-- DATA --
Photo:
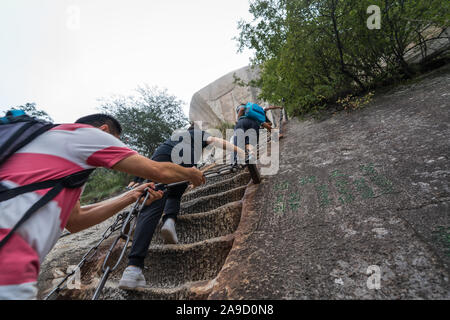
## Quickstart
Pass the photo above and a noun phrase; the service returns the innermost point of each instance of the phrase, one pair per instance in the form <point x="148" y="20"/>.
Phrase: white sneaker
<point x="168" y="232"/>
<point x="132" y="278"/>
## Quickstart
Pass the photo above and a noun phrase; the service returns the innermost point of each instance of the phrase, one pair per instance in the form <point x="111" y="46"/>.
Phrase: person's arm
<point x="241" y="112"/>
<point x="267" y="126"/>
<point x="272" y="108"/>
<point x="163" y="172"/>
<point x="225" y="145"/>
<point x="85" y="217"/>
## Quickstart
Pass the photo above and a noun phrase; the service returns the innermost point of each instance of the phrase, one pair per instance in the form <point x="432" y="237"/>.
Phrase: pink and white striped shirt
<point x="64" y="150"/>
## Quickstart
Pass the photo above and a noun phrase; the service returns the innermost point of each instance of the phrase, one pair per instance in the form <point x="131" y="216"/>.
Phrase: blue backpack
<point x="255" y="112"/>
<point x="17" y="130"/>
---
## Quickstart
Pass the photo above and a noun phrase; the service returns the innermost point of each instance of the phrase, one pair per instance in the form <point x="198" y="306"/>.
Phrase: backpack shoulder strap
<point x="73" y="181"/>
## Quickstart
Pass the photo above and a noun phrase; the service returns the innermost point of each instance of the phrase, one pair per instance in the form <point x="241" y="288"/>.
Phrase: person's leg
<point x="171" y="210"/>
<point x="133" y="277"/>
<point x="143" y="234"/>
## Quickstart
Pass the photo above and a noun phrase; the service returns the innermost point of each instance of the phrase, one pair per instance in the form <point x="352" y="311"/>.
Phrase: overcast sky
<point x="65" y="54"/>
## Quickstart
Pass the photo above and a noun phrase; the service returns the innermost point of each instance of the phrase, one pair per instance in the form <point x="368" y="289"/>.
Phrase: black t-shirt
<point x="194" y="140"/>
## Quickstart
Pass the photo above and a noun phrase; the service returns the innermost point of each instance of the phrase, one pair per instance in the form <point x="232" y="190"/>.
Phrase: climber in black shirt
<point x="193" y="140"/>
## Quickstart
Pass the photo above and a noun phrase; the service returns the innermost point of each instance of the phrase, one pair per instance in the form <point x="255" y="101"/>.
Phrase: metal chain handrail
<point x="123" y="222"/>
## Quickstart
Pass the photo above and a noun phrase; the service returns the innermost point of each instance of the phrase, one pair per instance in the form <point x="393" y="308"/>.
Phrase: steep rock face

-- TO DO --
Return each line of the items above that contains the string "instance". Matching is case-sensitive.

-- TASK ANSWER --
Pass the photo above and a noun phrase; the service returns the innermost point of each instance of the phrase, one pair per instance in the form <point x="148" y="20"/>.
Pass the photo above and a noun phrase; the service returns the innermost point of each instance of the phrase, one pair per instance in the form <point x="111" y="46"/>.
Pass the photo above and a noun phrase; the service returns the innermost point of each instance of the phrase, one pair per instance in the form <point x="432" y="237"/>.
Pass the photo above and a noun phrase; the service returns the innermost point of each instance of the phrase, one pair per instance in the form <point x="131" y="216"/>.
Pass the photo above and a noun phrase; the service returns the innermost point of each instance of the phrase, one pair per instance in the form <point x="198" y="306"/>.
Pass the photo above and a noun phrase; the service returns the innermost point of each instance of the phrase, one pair per instance in the form <point x="241" y="288"/>.
Pass the photo above and a noun phrase; the service returns the innermost point of each instance of the phrase, one pair per instance in the form <point x="352" y="311"/>.
Pass the photo above and a noun phrase; the service returns the innermost point of each instance of the phrase, one pair per instance in the form <point x="368" y="289"/>.
Pass the photo above and a noun phrase; the service returns the innermost point of each instance of the phrase, one pair per instance in the form <point x="232" y="190"/>.
Pass the photo above and a noun phrase; the service returns the innermost point of each instance of the phrase, one pair per instance in the form <point x="255" y="101"/>.
Pass the photo above and a noun phrase; the service returns the innermost point of each instance of the phrase, one pair per instance in the form <point x="393" y="308"/>.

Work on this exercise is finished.